*ASSIGNMENT:*
An exact copy of every record is needed, with all pictures omitted.

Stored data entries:
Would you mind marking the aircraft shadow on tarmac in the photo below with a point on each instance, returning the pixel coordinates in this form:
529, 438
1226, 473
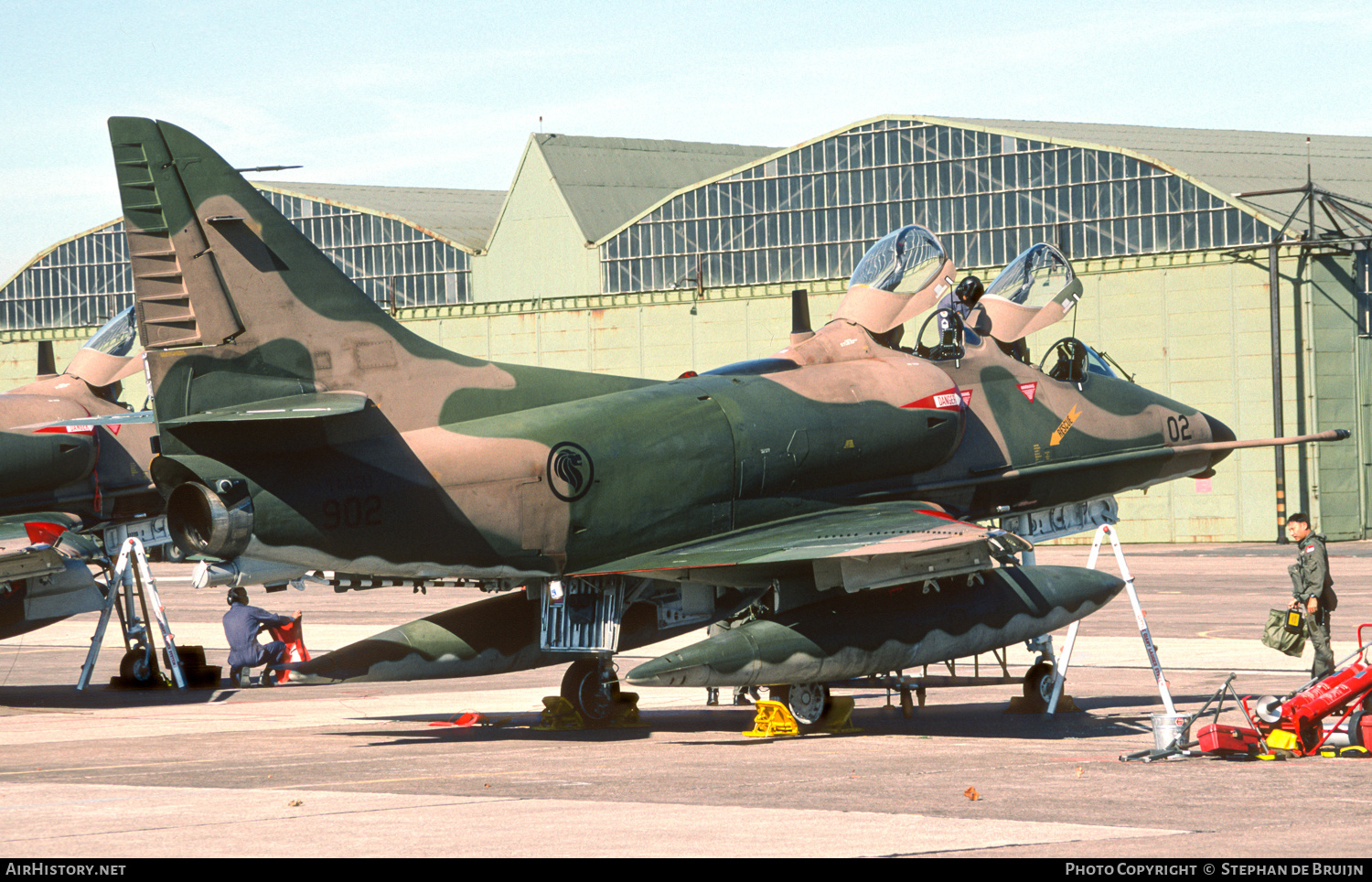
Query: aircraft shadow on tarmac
951, 720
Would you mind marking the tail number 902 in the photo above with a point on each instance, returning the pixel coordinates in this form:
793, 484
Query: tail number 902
353, 511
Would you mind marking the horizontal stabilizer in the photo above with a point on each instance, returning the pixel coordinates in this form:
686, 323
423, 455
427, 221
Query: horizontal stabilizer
1143, 454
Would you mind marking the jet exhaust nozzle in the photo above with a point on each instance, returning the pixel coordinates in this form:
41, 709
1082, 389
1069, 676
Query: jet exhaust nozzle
213, 522
852, 635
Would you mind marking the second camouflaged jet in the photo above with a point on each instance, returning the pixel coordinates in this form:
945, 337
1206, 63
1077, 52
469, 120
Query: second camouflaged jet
304, 430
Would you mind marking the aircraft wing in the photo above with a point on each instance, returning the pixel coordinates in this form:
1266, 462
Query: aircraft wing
306, 406
1143, 454
858, 547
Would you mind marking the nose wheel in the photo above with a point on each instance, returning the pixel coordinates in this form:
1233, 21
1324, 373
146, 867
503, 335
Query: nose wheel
1037, 684
592, 689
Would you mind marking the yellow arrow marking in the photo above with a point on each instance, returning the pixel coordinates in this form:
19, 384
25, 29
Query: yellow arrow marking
1064, 427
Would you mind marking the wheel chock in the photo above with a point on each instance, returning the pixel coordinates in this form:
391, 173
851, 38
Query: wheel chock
1018, 704
559, 715
839, 717
773, 719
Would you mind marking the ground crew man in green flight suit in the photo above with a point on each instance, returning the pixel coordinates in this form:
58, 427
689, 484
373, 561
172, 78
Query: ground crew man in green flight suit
1312, 588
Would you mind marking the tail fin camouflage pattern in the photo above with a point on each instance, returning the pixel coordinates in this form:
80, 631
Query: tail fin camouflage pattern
236, 307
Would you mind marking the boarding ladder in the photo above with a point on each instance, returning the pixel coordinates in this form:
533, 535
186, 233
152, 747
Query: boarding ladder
131, 591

*ANSWER SECTION:*
Would you mind marking the aircraft shadow on tarmac in the photo below with a point on each instance, returning the pixel coordinates in this form:
529, 438
1226, 473
Query: aircraft shadow on tarmac
951, 720
Would you mind marking the tail number 902 in the photo above with a point on each instance, returning the pixel coordinates in this form:
793, 484
Query: tail number 902
353, 511
Would you mind marking the horizontal stabilizer in the photo above with a point on each instance, returning the pixel coordinates in this form:
686, 323
423, 455
427, 221
Query: horizontal stabilizer
1143, 454
Would you mind marking the jet exhaust nozzle in the photo above with a point on each instance, returning the pixel coordinates in this form:
41, 709
1082, 389
1069, 676
Query: jet exhaust nozzle
213, 522
852, 635
Would you mind marking the second camouflaged jet in the photo above with a point on each instance, returning the pixel coordinates in this form:
945, 337
1206, 63
1077, 52
469, 120
Query: second camouflaged jet
304, 430
Would you mind marking the aircraft wing in the photo above with a point on each instance, returning the pixel coordinates in this form:
1266, 462
Query: aircraft wing
306, 406
1143, 454
858, 547
Would you mind marking the nose wheel in the photo above with a point on each instance, returning the pixel coordinates in this form:
1233, 21
1324, 373
146, 867
503, 335
Query: nose wheel
1037, 684
592, 689
Would you mind marking the yellow arrow marking in the photo above with a point on each instance, returning the pixel coordinates in this form:
19, 384
25, 29
Query: yellow arrow marking
1064, 427
Would you mind marking the wheel chock in the photo above with a point on each instance, returning the pixel coordinates in this form:
391, 173
851, 38
Query: wheel chock
1018, 704
559, 715
839, 717
773, 719
Would you mind marking the ground crew man in green flight suit in the photo above with a point on each instance, returning the pixel coordinates in this form:
58, 427
689, 484
373, 561
172, 78
Query: ground crew man in green flight suit
1312, 588
Would you mind marking the tail fin camouflage pattern in the photo above with a point on each instance, returning the pixel coordinates in this form:
80, 631
Query: tail fin camouflage pattern
236, 307
Would you mind marking the boarding ladder in the photo above with a point on each instance, returning the pixel coordinates in this form:
533, 535
186, 233
152, 747
Query: boarding ladder
131, 591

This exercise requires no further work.